** Data under study follows **

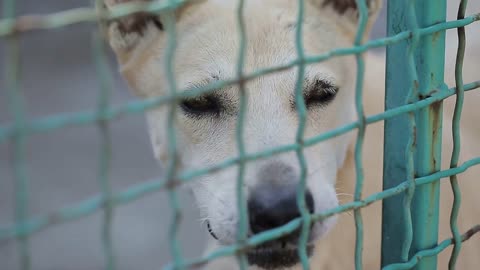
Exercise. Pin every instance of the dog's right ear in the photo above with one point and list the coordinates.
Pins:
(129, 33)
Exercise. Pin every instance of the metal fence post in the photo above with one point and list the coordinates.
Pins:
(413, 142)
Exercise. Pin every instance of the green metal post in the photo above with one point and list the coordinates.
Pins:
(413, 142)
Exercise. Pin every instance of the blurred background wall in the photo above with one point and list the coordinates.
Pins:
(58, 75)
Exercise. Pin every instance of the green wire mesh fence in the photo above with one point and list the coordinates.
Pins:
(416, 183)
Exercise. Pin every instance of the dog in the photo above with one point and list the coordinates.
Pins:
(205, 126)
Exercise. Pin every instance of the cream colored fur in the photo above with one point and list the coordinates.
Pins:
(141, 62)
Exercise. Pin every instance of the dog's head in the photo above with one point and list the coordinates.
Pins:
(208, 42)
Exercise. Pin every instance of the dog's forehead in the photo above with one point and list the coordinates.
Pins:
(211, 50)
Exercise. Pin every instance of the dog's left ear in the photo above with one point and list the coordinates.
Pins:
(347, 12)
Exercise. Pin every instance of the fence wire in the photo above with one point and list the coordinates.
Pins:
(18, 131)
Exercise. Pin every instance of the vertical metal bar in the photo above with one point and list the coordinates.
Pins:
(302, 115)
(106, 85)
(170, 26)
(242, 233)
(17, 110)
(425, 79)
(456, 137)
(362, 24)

** End of Data under study **
** Data under study follows **

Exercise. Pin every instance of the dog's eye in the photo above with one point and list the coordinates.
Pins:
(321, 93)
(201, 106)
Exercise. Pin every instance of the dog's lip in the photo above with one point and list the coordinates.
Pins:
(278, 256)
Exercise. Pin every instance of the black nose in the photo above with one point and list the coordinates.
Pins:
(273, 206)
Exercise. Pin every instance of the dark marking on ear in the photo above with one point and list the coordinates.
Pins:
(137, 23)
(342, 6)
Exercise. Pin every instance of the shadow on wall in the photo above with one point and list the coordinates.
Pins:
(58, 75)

** End of Data under study **
** Data under study follows **

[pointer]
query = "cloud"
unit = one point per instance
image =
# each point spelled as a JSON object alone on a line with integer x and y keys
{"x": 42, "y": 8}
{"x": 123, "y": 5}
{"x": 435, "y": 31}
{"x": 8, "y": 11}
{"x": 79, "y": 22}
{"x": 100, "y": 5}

** End of Data under study **

● Problem description: From the data above, output exactly the lines between the one containing "Exercise. Pin every instance of the green metal" and the one containing "Exercise. Pin every instance of the blurred", counting both of them.

● Exercise solution:
Exercise. Pin every instance of the green metal post in the photo above with one point and list the coordinates.
Pins:
(413, 142)
Exercise. Pin every instance of the blurred background wall in the photo above with one point and list the coordinates.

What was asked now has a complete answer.